▶ TASKS AND EXERCISES:
a: In the Google Cloud command-line tools text, rewrite the passage from "The gsutil and" to "in Compute Engine.", replacing "Cloud Storage" with "Google Cloud Storage" each time it appears.
b: According to the Google Cloud command-line tools text, which command-line tool can upload images and tables from Cloud Storage?

▶ DOCUMENT EXTRACT:
** Begin **
Total Cost: $4.87/month ($58.44/year)

40 of 121

Agenda

Introduction to Google Cloud Platform

Getting Started with Cloud Platform

Command Line Tools: gcloud, gsutil, and earthengine

Exporting Data, Maps, and Map Tiles

Compute Engine and Container Engine

Dataflow, BigQuery, and other GCP Services

TensorFlow and Cloud ML Engine

41 of 121

The gsutil and gcloud Command Line Tools

gsutil

  • Copy data into and out of Cloud Storage.
  • Manage your Cloud Storage buckets, ACLs, etc.

gcloud

  • Create and manage virtual machines in Compute Engine.
  • Create and manage clusters in Dataproc and Container Engine.
  • Create and manage Cloud SQL databases.
  • ...and much more.

Both come with the Google Cloud SDK: cloud.google.com/sdk

42 of 121

The earthengine Command Line Tool

earthengine

  • Copy, move, and remove assets.
  • Upload images and tables from Cloud Storage.
  • View and modify asset ACLs.
  • Create folders and image collections.
  • Manage long-running batch tasks.
** End **
▶ MATERIAL:
** Begin **
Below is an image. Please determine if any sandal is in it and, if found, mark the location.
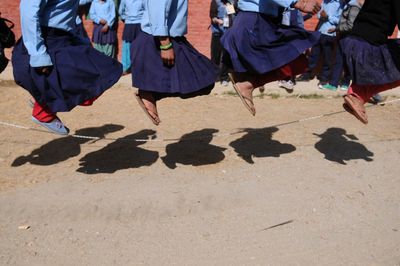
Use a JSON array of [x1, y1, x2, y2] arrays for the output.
[[228, 73, 256, 116], [343, 94, 368, 125], [135, 93, 161, 126]]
** End **
▶ ANSWERS FOR THIS EXERCISE:
a:
The gsutil and gcloud Command Line Tools

gsutil

  • Copy data into and out of Google Cloud Storage.
  • Manage your Google Cloud Storage buckets, ACLs, etc.

gcloud

  • Create and manage virtual machines in Compute Engine.

b: The earthengine command-line tool.